Problems and tasks
1: Can you condense the paragraph of the market commentary that begins "Since June, when median home prices peaked" into a shorter version that keeps its main facts?
2: Would you extract the stretch of the market commentary from "The spring is" through "ceasefire with Ukraine.", word for word?
3: How might the market commentary go on? Write a continuation that picks up after its final sentence.

Text section

* * *

In his podcast addressing the markets today, Louis Navellier offered the following commentary.
Clarity For Nervous Investors
Today’s FOMC statement is anticipated to be a big deal and should provide more clarity for nervous investors. I am anticipating that in the wake of the 2-year Treasury collapsing from 5.06% to 4.23% that the Fed will hike key interest rates 0.25% and then issue a “dovish” FOMC statement.
Some dovish words that I am looking for are “data dependent, lower market rates and inflation cooling.” It will also be interesting if the Fed cites any stress in the U.S. banking system.
The survey of FOMC members' “dot plot” should also provide some clarity on when the Fed will stop raising key interest rates.
Springy Home Sales
The National Association of Home Builders on Tuesday announced that existing home prices declined on an annual basis for the first time in 11 years (since February 2012). Specifically, median home prices declined 0.2% in February to $363,000.
Since June, when median home prices peaked at a record $413,800, median home prices have declined 12.3%. The good news is that existing home sales rose 14.5% in February to an annual pace of 4.58 million.
The bad news is that existing home sales declined 22.6% in the past 12 months. Although mortgage rates initially rose in early February, they resumed falling in the past five weeks and are now at 6.48% according to the Mortgage Bankers Association.
The spring is a seasonally strong time for home sales, so if mortgage rates continue to decline, sales may continue to pick up.
Chinese President Xi Jinping arrived in Moscow this week. President Xi said that “political mutual trust is deepening” between Moscow and Beijing. However, President Xi did not apparently sway Vladimir Putin to agree to a ceasefire with Ukraine.
Specifically, after China issued a 12-point position paper calling for talks toward ending the Russian conflict with Ukraine, President Xi said “We are always for peace and dialogue. We stand firmly on the right side of history.”

* * *

Dataset extract
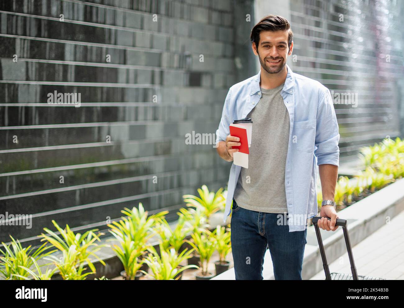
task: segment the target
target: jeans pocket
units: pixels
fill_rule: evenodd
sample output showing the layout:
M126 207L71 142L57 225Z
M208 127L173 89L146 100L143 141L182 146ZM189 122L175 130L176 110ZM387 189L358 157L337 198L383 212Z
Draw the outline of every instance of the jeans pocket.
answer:
M237 204L236 203L236 200L234 199L233 199L233 205L231 206L231 211L236 212L236 211L238 210L240 207L237 205Z

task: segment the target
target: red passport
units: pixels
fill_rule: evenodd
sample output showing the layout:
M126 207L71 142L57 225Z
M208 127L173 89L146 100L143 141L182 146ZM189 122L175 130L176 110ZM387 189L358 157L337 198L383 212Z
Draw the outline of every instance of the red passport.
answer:
M230 134L231 136L234 136L240 138L239 142L241 143L241 146L233 146L231 147L233 149L238 149L238 152L249 154L248 150L248 142L247 139L247 129L243 128L237 127L235 126L230 125Z

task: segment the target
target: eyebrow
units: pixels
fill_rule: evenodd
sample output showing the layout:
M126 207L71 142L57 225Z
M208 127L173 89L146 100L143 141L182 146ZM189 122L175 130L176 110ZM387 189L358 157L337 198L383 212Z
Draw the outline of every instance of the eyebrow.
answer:
M271 42L269 42L269 41L265 41L265 42L263 42L262 43L261 43L261 45L263 45L264 44L268 44L268 43L271 44ZM285 42L284 41L282 41L282 42L278 42L278 44L285 44L285 45L287 44L287 43L286 42Z

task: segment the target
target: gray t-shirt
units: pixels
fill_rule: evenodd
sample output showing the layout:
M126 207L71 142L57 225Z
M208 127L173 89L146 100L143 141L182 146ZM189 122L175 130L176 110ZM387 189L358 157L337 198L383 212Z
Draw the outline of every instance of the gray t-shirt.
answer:
M241 207L269 213L288 213L285 169L289 113L280 95L284 83L261 88L262 97L247 118L253 120L248 168L242 168L234 198Z

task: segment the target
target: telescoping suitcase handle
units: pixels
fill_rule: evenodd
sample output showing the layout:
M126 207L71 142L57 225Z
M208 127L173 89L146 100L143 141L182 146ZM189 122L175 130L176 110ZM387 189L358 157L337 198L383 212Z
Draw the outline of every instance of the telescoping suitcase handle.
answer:
M323 246L323 241L321 238L321 234L320 234L320 228L317 225L317 222L322 217L319 216L313 217L312 222L314 225L316 230L316 234L317 236L317 240L318 241L318 245L320 248L320 253L321 254L321 258L323 260L323 267L326 273L326 279L331 280L331 274L330 273L330 268L328 263L327 263L327 258L326 257L325 252L324 251L324 246ZM331 220L329 217L324 217L328 220ZM344 237L345 238L345 243L347 245L347 250L348 251L348 256L349 258L349 264L351 264L351 271L352 273L352 278L354 280L358 280L358 273L356 272L356 268L355 267L355 262L354 261L354 256L352 255L352 250L351 247L351 241L348 234L347 222L345 219L337 218L335 222L335 226L341 226L344 232Z

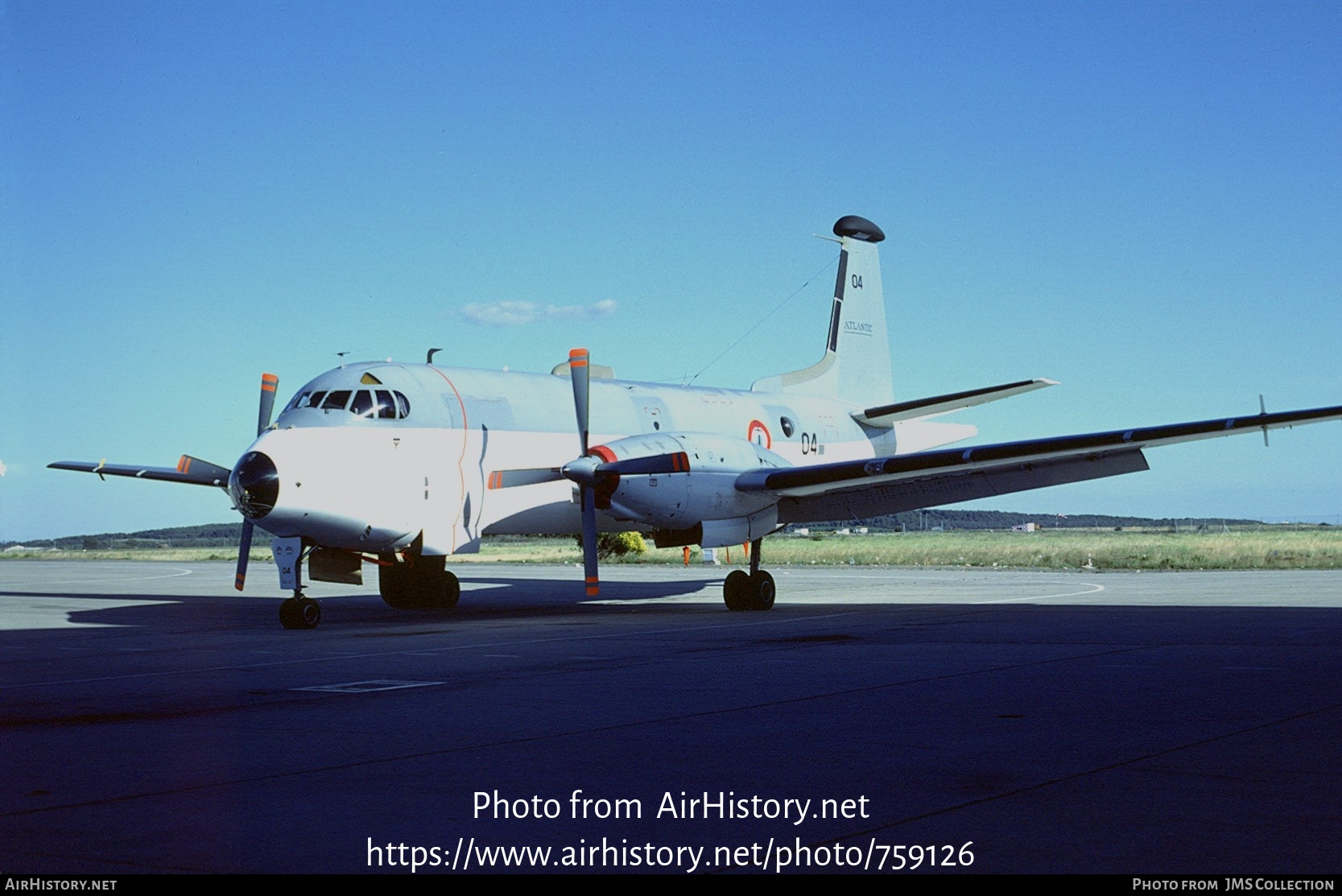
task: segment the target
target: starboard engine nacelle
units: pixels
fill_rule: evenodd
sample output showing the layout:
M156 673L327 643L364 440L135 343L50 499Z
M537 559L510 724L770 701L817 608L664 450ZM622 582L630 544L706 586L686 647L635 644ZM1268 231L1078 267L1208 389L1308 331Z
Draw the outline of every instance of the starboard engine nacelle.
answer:
M790 467L753 441L709 433L631 436L596 445L588 456L600 461L593 471L597 508L651 526L662 546L718 547L772 533L777 498L737 491L735 480L761 467Z

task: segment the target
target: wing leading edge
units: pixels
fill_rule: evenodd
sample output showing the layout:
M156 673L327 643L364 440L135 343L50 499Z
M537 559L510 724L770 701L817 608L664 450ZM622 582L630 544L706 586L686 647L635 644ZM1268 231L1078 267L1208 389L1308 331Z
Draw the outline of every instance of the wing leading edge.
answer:
M75 469L85 473L98 473L99 476L132 476L134 479L157 479L169 483L187 483L188 486L216 486L228 488L228 473L232 472L219 464L212 464L200 457L183 455L176 467L134 467L130 464L97 464L87 460L59 460L47 464L51 469Z
M1327 420L1342 420L1342 405L754 469L737 478L737 488L778 495L781 523L860 519L1138 472L1147 469L1143 448Z

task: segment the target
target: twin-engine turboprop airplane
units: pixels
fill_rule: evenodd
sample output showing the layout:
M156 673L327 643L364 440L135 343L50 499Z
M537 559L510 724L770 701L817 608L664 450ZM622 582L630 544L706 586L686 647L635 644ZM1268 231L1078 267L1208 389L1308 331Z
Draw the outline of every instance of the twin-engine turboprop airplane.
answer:
M329 370L275 423L278 380L263 376L256 440L232 469L191 456L176 468L51 467L227 488L243 515L236 586L259 526L275 537L282 586L294 592L280 621L314 628L321 608L302 593L305 559L311 578L349 583L362 582L369 559L391 606L452 606L460 586L446 558L491 534L581 533L589 596L599 531L651 533L659 547L749 542L750 573L729 573L723 598L731 610L769 609L761 539L788 523L1137 472L1147 468L1145 448L1342 418L1331 406L937 449L977 431L934 417L1056 384L894 401L876 254L884 233L856 216L833 232L824 355L749 392L616 380L585 349L549 376L440 368L431 351L428 363Z

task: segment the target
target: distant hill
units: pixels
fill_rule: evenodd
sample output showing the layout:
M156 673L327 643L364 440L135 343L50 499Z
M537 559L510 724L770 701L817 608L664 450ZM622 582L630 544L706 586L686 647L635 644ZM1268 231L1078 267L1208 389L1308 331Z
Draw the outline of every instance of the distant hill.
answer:
M866 526L872 531L919 531L930 528L1011 528L1037 523L1047 528L1174 528L1197 526L1261 526L1256 519L1223 519L1180 516L1177 519L1150 519L1145 516L1108 516L1104 514L1017 514L1002 510L923 510L891 514L868 520L832 520L811 523L813 530L849 528ZM232 547L242 538L242 523L208 523L204 526L177 526L174 528L146 528L138 533L102 533L98 535L66 535L25 542L0 542L0 550L23 545L25 547L55 547L60 550L107 550L113 547ZM266 538L258 533L258 539Z

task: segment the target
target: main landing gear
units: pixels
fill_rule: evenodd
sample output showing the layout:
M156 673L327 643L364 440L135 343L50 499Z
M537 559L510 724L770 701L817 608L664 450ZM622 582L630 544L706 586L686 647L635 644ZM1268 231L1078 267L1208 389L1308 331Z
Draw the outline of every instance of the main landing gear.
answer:
M279 569L279 586L294 593L279 605L279 624L286 629L314 629L322 621L322 605L303 594L303 539L275 538L270 543Z
M722 582L722 601L729 610L768 610L773 608L773 575L760 569L760 542L750 542L750 574L734 569Z

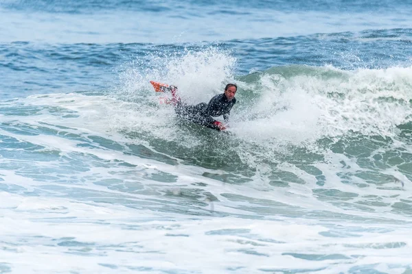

* * *

The responses
1: Median home prices have fallen 12.3% from their record $413,800 peak in June. On the positive side, existing home sales rose 14.5% in February to an annual pace of 4.58 million.

2:
The spring is a seasonally strong time for home sales, so if mortgage rates continue to decline, sales may continue to pick up.
Chinese President Xi Jinping arrived in Moscow this week. President Xi said that “political mutual trust is deepening” between Moscow and Beijing. However, President Xi did not apparently sway Vladimir Putin to agree to a ceasefire with Ukraine.

3:
Interestingly, President Xi is expected to call Ukrainian President Volodymyr Zelensky after his Moscow trip, so it will be interesting if a ceasefire can ensue.
The primary reason that China wants a ceasefire in Ukraine is that the G7 has started sanctioning Chinese companies that do business with Russia.
Now that the G7 has accused Russian and Vladimir Putin with war crimes, plus the International Criminal Court has issued an arrest warrant for Vladimir Putin, the West is not expected to negotiate with Russia on any ceasefire agreement.
It is obvious that China is relishing its new role as a leading international influencer since the U.S. refuses to negotiate without full NATO representation.
In the event that China eventually gets Russia to agree to a ceasefire, the stock market could stage a big relief rally. However, the sanctions on Russia will likely remain in place until the West successfully negotiates some Russian war reparations.
One outcome of President Xi and Vladimir Putin’s meeting is that China and Russia are deepening their cooperation on key atomic technology. Specifically, President Xi and Vladimir Putin announced a long-term deal to continue developing fast neutron reactors.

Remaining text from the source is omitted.